What the exercise asks: Set down the final part of the listing, which starts at the line containing "Would you mind indicating the ceiling" and runs to the last line, exactly and completely.

The records:
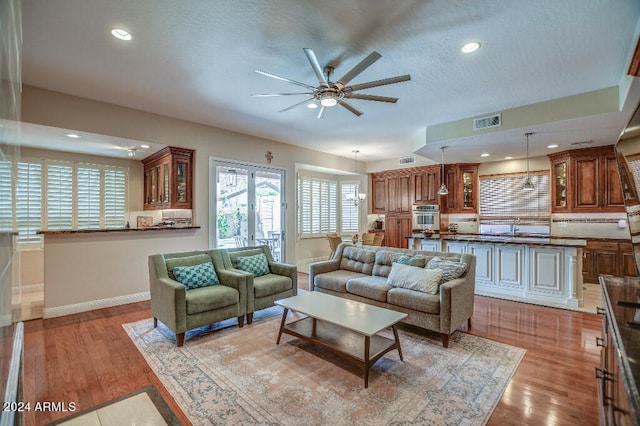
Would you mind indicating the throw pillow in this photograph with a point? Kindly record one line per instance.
(413, 278)
(196, 276)
(450, 270)
(256, 264)
(418, 261)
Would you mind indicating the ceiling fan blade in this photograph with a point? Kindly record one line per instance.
(363, 65)
(268, 74)
(296, 105)
(264, 95)
(376, 83)
(370, 97)
(322, 80)
(349, 107)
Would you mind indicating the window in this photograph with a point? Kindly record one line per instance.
(318, 206)
(60, 195)
(502, 196)
(349, 217)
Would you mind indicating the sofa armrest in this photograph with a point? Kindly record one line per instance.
(322, 267)
(168, 303)
(456, 303)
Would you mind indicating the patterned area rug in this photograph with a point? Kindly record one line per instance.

Result of the exercise:
Would you mind indicating the ceiling fan blade in this photograph with a point? Kindly record one line per instance.
(363, 65)
(268, 74)
(296, 105)
(264, 95)
(376, 83)
(370, 97)
(322, 80)
(349, 107)
Would you mind indicating the window in this photograph with a point? Kindly record one line per instance.
(318, 206)
(60, 195)
(502, 196)
(349, 217)
Would you mind indicating the sofa armrest in this photograph with a point? Kindly record one line per instance.
(322, 267)
(168, 303)
(456, 303)
Would you mind indicating the patterned area rug in this photograph with a point? Kindly record one line per instance.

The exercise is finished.